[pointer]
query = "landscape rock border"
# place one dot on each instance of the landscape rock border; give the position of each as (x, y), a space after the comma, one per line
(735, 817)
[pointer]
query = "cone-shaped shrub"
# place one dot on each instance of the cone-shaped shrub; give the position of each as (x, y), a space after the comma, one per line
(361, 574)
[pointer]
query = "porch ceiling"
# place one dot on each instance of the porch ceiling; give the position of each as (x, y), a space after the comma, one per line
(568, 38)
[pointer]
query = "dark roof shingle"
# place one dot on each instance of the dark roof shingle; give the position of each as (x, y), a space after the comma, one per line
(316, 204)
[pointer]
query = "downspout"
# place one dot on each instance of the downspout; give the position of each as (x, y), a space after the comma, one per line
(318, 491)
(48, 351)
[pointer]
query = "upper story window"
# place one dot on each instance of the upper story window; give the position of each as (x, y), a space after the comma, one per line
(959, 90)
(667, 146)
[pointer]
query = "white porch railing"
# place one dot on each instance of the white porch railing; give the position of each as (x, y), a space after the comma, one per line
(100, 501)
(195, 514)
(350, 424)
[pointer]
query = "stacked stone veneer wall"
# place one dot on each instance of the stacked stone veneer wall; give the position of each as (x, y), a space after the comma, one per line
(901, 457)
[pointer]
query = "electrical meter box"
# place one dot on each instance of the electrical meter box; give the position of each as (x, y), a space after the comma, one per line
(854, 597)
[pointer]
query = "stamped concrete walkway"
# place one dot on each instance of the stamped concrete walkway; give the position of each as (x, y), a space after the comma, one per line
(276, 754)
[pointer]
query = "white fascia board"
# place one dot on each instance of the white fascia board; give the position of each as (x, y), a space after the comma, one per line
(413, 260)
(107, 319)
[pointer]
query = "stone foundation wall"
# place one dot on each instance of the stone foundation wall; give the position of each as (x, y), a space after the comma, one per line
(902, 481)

= = =

**EXERCISE:** Could you quote the material above in full, exactly as it stands?

**RESULT FOR THIS TASK:**
[pointer]
query = "landscape rock border"
# place one dot on each instance of the landscape rock border; give the position of each as (x, y), a space after the comma, one per line
(735, 817)
[pointer]
query = "cone-shaped shrub"
# place one dot on each instance of the cone-shaped shrub; give the position of each as (x, y), a space after the comma, one per line
(361, 574)
[pointer]
query = "porch ceiling"
# place one dot on each instance of the porch ceiling; give the position of each as (x, y), a space after the comma, one per line
(568, 38)
[pointer]
query = "dark roof shingle"
# place one dot on each instance of the dark roof shingle; give the position of each as (x, y), a space after the comma, one per line
(316, 204)
[pointer]
query = "downspout"
# place one dot on each instance of the downspout; give the position of each as (x, y), a space after the comma, one per line
(318, 491)
(48, 351)
[pointer]
query = "upper story window"
# place one dot on each instance of the upper story window; give the position of each as (x, y), a space after the comma, one per line
(959, 90)
(667, 146)
[pointer]
query = "white porch railing"
# place one dot on each instance of the white porch railing; give the position of each as (x, y), a space after the comma, one per line
(100, 501)
(195, 514)
(350, 424)
[pointer]
query = "stacked stone veneer wall"
# place one dot on each instance of the stacked stone veneer wall; give the position of each as (x, y), a space after the comma, one per line
(901, 457)
[pointer]
query = "electrical meter box"
# place one dot on each instance of the electrical meter box; give the position of each as (x, y), a space after the comma, one per line
(854, 597)
[pointer]
query = "stamped concrete walkway"
# place one dot on each instance of the stamped concrete walkway; give the position of each as (x, y), a space after the comma, one per line
(276, 754)
[pointer]
query = "white fascia board"
# place one dot on each instance of the white fascia board; give the position of each as (x, y), a space after the comma, one per line
(413, 260)
(107, 319)
[pointer]
query = "stone foundation wall"
# place one dot on each instance of the stone foundation wall; give the position of each as (x, y), a space after the comma, one per line
(902, 481)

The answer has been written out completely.